- Text passage -
+++++
Sign Convention for Work (In Thermodynamics)

  • #1
145
12

Main Question or Discussion Point

Okay so after reading various books on sign conventions for work
I am told by my teachers that in chemistry,work done on the system is positive while work done by the system is negative while in physics it's the exact opposite
I only use the former convention
And modify the first law of thermodynamics so that i can work with physics problems using this convention
But what i want to know is
Which one is correct?
The former or the latter?
As,usual
Some insight is much appreiciated!:)
 

Answers and Replies

  • #2
275
95
It is convention. There is no "correct" on this as far as I can see. What matters far more than the sign convention is that we are consistent in our employment of the convention so that we all agree about what is actually happening physically.
 
  • #3
145
12
umm okay
So which convention is more readily accepted?
 
  • #4
275
95
That will depend upon who is doing the accepting. :-) If you are working in chemistry, you better use the "Work is positive when done on the system" convention. If you are working in mechanical engineering, you will see many confused looks, and you might even hear some snickering, if you say something like that! The convention to use is the convention of the field you are working in, generally speaking.
+++++
- Goals -
#1 According to the thermodynamics sign-convention thread, what sign convention for work do the original poster's teachers say chemistry uses?
#2 Using the thermodynamics sign-convention thread, explain why the first reply says neither sign convention is the correct one.
+++++
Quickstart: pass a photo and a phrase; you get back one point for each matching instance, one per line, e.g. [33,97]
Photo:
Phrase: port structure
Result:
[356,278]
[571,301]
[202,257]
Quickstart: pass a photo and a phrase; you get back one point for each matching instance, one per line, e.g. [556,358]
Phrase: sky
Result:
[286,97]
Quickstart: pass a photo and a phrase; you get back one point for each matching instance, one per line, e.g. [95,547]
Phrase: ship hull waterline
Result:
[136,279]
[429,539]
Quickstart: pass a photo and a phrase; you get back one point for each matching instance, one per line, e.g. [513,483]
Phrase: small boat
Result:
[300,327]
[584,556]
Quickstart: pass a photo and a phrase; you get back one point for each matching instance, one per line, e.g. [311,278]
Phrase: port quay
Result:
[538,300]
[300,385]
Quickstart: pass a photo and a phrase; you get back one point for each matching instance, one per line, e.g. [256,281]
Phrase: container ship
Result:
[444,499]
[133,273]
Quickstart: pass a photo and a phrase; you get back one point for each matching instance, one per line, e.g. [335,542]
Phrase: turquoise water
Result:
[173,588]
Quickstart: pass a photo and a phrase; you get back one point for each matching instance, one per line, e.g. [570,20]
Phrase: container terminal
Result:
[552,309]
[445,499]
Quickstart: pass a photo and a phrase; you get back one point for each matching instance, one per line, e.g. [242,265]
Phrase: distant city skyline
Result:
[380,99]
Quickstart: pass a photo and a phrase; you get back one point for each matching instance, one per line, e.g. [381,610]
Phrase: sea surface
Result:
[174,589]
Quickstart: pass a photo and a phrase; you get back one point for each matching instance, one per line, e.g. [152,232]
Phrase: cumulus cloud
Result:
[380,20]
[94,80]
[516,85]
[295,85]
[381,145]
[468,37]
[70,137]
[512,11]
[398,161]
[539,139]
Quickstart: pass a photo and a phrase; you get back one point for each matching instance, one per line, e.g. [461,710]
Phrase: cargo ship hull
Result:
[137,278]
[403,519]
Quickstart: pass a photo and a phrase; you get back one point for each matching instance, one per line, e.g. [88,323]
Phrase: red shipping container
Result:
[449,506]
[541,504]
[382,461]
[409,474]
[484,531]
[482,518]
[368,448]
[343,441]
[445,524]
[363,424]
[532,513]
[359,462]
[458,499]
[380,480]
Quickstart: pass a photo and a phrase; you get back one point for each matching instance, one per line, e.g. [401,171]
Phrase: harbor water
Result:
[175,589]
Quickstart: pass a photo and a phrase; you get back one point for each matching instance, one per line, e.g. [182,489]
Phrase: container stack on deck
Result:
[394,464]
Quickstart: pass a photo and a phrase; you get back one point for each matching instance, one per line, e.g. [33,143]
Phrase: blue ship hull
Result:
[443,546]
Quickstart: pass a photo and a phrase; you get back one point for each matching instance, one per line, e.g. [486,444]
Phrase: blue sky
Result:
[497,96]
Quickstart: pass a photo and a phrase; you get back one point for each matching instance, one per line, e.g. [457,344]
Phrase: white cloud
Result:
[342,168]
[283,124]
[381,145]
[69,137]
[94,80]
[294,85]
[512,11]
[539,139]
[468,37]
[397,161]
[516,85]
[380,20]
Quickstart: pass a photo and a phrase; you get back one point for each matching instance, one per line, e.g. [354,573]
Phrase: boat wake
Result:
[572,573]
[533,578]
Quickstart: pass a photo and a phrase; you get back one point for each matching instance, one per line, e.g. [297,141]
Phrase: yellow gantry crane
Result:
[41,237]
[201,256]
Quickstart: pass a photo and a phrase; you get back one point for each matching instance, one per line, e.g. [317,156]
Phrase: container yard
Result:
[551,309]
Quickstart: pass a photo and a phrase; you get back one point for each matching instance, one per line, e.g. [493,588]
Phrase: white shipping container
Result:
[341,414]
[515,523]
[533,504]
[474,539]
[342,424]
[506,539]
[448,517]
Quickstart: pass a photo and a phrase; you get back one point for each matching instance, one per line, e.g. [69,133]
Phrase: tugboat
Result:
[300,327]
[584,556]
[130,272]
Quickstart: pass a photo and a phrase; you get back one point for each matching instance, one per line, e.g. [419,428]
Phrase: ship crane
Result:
+++++
- List of solutions -
#1 In chemistry, work done on the system is positive and work done by the system is negative.

#2 The choice of sign is only a convention, so there is no correct version. What matters more is applying the chosen convention consistently, so that everyone agrees on what is physically happening.